Data to use:
┄┄┄┄┄┄┄┄┄┄
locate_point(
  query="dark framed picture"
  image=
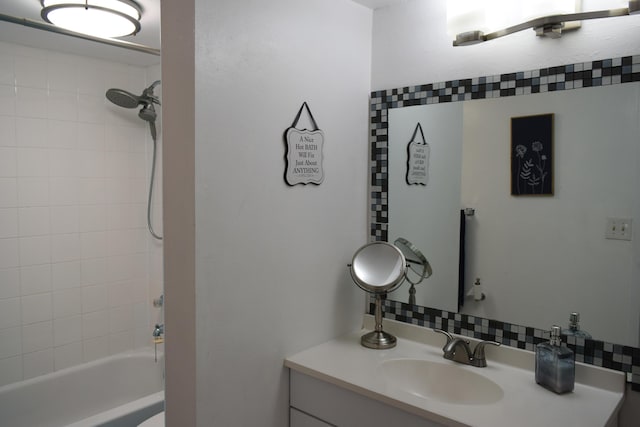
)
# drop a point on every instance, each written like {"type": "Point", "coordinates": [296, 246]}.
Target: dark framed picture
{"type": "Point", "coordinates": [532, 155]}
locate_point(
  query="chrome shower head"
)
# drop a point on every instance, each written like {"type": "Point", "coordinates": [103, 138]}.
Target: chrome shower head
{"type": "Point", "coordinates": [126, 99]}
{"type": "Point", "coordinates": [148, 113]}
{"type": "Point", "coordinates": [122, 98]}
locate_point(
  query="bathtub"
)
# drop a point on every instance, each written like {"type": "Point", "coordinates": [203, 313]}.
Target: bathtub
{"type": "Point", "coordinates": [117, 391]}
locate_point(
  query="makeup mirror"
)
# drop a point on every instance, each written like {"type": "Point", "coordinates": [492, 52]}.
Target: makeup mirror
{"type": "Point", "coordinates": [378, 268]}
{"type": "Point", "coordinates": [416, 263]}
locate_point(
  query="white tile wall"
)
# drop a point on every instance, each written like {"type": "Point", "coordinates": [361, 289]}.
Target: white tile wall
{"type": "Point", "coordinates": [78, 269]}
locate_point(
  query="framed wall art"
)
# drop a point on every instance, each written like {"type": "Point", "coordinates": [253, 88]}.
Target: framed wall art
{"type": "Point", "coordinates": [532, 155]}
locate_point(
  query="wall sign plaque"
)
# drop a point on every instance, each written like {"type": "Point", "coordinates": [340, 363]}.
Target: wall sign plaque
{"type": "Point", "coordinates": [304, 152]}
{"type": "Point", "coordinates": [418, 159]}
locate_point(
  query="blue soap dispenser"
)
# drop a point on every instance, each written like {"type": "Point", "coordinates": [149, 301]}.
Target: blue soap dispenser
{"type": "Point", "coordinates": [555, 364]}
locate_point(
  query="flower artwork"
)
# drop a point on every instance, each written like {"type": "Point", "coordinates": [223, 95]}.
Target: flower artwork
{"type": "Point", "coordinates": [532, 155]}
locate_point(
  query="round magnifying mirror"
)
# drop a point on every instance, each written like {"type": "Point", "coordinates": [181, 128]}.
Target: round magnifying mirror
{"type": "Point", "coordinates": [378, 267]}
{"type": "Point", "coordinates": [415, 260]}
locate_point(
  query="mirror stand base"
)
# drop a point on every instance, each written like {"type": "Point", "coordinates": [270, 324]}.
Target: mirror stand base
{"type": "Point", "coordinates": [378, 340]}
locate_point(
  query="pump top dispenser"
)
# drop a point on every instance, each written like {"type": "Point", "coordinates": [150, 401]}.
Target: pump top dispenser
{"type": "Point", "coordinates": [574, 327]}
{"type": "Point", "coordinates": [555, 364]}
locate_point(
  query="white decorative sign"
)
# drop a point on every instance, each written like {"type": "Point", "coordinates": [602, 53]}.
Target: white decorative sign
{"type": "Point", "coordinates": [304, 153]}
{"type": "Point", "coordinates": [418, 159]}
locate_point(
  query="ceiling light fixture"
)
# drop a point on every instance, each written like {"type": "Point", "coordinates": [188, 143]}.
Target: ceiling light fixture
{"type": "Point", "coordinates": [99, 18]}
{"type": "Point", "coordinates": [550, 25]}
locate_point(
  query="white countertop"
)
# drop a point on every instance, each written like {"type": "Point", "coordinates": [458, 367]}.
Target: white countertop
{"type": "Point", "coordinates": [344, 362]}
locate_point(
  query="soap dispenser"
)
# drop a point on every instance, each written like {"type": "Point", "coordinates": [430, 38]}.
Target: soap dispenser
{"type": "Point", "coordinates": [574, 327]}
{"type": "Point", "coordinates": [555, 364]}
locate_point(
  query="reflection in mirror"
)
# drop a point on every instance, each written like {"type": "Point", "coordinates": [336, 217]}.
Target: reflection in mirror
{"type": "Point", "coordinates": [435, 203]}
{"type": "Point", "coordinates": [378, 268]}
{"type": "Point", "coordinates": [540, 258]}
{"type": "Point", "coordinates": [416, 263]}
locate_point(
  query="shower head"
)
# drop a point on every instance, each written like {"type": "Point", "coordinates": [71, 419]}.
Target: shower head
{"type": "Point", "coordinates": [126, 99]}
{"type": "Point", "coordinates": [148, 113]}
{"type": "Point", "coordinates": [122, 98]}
┄┄┄┄┄┄┄┄┄┄
Exercise: Gather every line of the data above that contains the word "round". Case counts.

Problem solution:
  query="round magnifying mirror"
Target: round magnifying mirror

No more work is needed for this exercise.